What is needed. Your reply should contain only the line with "positive clicks: (168, 54)" and the lines after it through the end of the data, each written out exactly.

Data excerpts.
────────────────

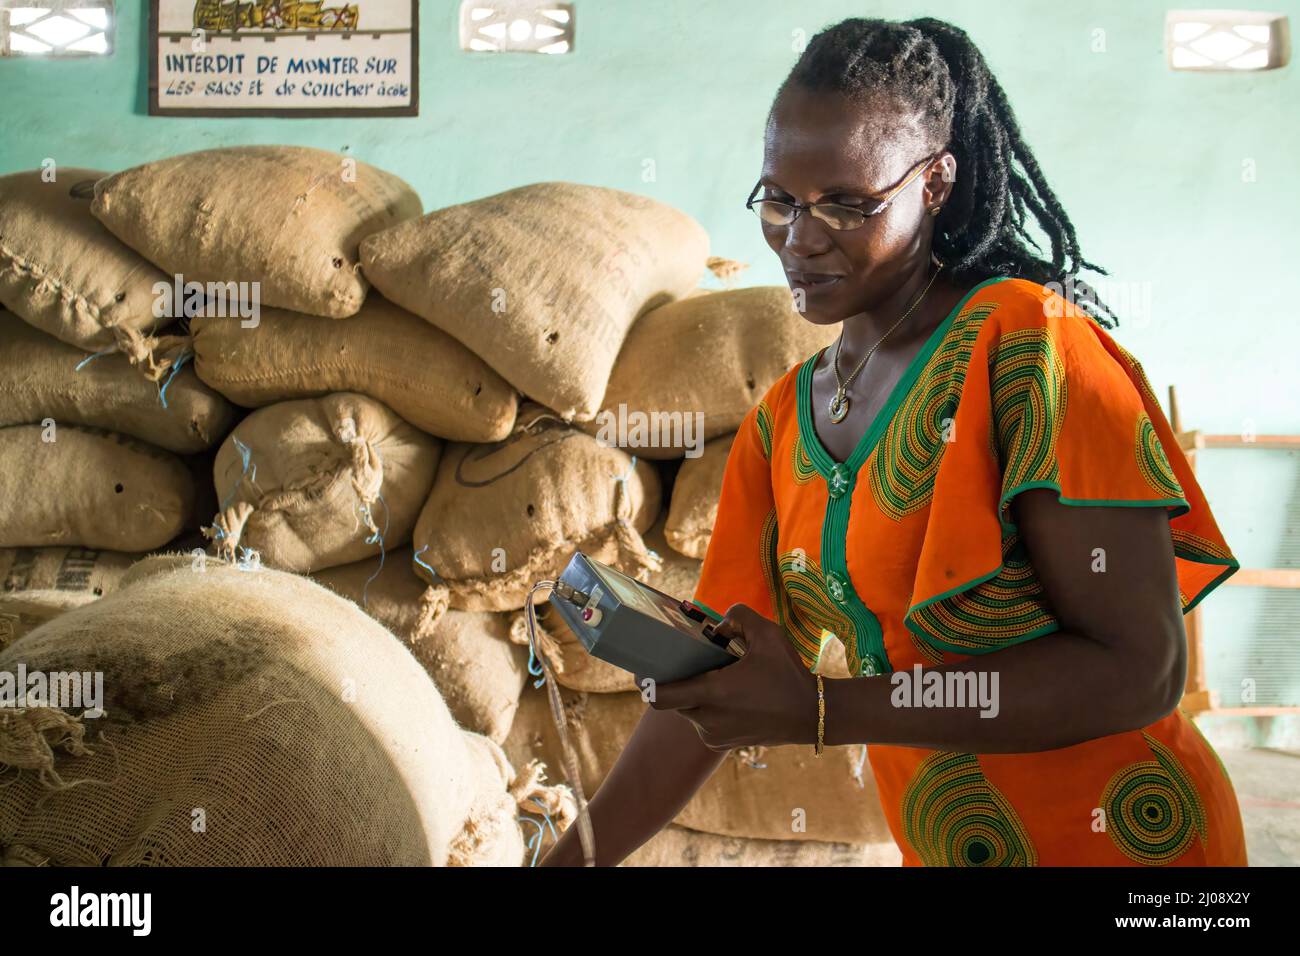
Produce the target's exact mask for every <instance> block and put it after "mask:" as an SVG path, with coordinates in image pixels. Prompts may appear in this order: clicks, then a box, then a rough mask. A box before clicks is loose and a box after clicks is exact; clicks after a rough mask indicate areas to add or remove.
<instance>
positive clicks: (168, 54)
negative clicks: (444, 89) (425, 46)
mask: <svg viewBox="0 0 1300 956" xmlns="http://www.w3.org/2000/svg"><path fill="white" fill-rule="evenodd" d="M417 26H419V25H417V4H416V0H352V1H351V3H346V1H343V0H313V1H312V3H303V1H302V0H152V4H151V10H149V43H151V49H149V112H151V113H153V114H159V116H169V114H170V116H209V114H217V116H329V114H334V116H339V114H354V116H356V114H360V116H373V114H402V116H415V114H416V112H417V105H419V96H417V83H419V40H417V36H419V30H417Z"/></svg>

────────────────

Written response.
positive clicks: (168, 54)
negative clicks: (444, 89) (425, 46)
mask: <svg viewBox="0 0 1300 956" xmlns="http://www.w3.org/2000/svg"><path fill="white" fill-rule="evenodd" d="M417 26H419V25H417V4H416V0H352V1H351V3H346V1H343V0H313V1H312V3H303V1H302V0H152V4H151V10H149V43H151V49H149V112H151V113H153V114H159V116H169V114H170V116H209V114H217V116H329V114H334V116H339V114H354V116H356V114H360V116H373V114H402V116H415V114H416V112H417V105H419V96H417V83H419V40H417V36H419V30H417Z"/></svg>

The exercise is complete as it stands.